### Brief
Line by line, copy out the data that follows.

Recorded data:
##########
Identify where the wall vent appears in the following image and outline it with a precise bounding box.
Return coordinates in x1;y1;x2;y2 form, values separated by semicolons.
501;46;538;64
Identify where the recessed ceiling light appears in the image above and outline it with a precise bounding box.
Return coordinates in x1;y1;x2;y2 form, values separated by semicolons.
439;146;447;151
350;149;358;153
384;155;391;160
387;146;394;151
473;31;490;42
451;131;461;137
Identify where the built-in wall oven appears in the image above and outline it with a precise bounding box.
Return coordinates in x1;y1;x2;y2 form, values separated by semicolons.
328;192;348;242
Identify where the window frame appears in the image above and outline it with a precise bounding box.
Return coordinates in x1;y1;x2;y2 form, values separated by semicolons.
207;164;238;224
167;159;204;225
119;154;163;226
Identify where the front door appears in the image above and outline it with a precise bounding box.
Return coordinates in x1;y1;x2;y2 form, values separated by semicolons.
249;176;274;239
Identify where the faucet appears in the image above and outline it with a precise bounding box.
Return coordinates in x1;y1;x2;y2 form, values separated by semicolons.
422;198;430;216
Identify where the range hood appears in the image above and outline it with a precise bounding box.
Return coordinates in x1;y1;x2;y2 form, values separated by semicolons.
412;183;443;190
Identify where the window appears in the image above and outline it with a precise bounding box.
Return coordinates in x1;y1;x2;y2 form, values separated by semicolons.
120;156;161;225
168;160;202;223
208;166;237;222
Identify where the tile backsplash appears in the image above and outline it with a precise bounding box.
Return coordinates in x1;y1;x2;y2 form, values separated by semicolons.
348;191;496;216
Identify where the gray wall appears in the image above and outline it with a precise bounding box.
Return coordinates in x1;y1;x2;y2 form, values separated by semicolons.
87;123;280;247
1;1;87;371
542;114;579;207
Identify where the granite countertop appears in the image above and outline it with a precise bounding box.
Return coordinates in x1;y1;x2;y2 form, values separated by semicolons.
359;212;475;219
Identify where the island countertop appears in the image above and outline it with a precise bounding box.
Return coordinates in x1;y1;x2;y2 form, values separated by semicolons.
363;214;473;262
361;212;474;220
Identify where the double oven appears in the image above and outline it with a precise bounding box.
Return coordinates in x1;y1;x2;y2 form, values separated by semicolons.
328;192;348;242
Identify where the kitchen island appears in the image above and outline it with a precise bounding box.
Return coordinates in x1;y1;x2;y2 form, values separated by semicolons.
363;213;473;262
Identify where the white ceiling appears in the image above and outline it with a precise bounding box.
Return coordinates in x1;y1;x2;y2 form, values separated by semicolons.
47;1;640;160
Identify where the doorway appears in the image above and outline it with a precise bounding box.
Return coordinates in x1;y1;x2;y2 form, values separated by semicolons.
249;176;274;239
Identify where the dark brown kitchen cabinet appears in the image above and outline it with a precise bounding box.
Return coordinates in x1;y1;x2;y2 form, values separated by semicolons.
##########
### Exercise answer
Identify where the wall vent appears in the following image and outline it with a precise bounding box.
Return coordinates in x1;y1;x2;y2 form, values separated by semicolons.
501;46;538;64
Identify where the recessed ceiling light appears in the image above and outline it with a precise bounding box.
Return coordinates in x1;y1;x2;y2 form, values separated by semicolons.
439;146;447;151
350;149;358;153
384;155;391;160
387;146;394;151
473;31;490;42
451;131;461;137
Identify where the built-in wall oven appears in the image above and outline it with a precise bounding box.
Return coordinates in x1;y1;x2;y2 form, values separated by semicolons.
328;192;348;242
Identify where the window frame appears in the image above and outline it with a precise bounding box.
Return coordinates in x1;y1;x2;y2 form, values separated by semicolons.
207;164;238;224
167;159;204;225
119;154;163;226
Identify where the front door appears in the image above and outline it with a precise bounding box.
Return coordinates in x1;y1;x2;y2 form, values separated by semicolons.
249;176;274;239
Identify where the faucet appears in the image above and outline it with a precise bounding box.
Return coordinates in x1;y1;x2;y2 form, values separated by semicolons.
422;198;430;216
Identify where the range hood appears in the image above and outline it with a precise bounding box.
Return coordinates in x1;y1;x2;y2 form, values separated by semicolons.
412;183;443;190
Identify where the window appears in the image above and outline it with a precise bounding box.
Return coordinates in x1;y1;x2;y2 form, values separated by semicolons.
120;156;161;225
168;160;202;223
208;166;237;222
Identify where the tile backsplash appears in the image above and outline it with a precise bounding box.
Return coordinates in x1;y1;x2;y2 form, values separated by semicolons.
348;191;496;216
Identify where the gray wall appears in the image above and outline it with a precise bounding box.
Return coordinates in x1;y1;x2;y2 form, values separated by semicolons.
87;123;280;247
1;1;87;371
542;114;579;207
Identify where the granite countertop appears in the image above and outline it with a precise bounding box.
Return coordinates in x1;y1;x2;y2 form, values separated by semicolons.
359;212;475;219
Identify where the island countertop appears in the image above and outline it with a precise bounding box.
Return coordinates in x1;y1;x2;y2 form, values separated by semicolons.
363;214;473;262
361;212;474;220
Identify where the double oven appears in the image above and outline it with a precise bounding box.
Return coordinates in x1;y1;x2;y2 form, values separated by semicolons.
328;192;348;242
Identify where the kitchen island appears in the image above and outline it with a precise bounding box.
Return coordinates in x1;y1;x2;y2 form, values separated by semicolons.
363;213;473;262
Identify where the white ceiling appears in the image above and outline it with a precise bounding box.
Return coordinates in x1;y1;x2;y2 form, values separated by semicolons.
47;1;640;160
Identify where the doorway appears in the image above and outline it with a precise bounding box.
Return coordinates in x1;y1;x2;y2 form, values separated by semicolons.
249;176;274;239
Identify where the dark brown kitchen cabinet appears in the image above and outline it with a precise bounding box.
Return coordinates in x1;y1;x2;y2 form, values separated by semicolons.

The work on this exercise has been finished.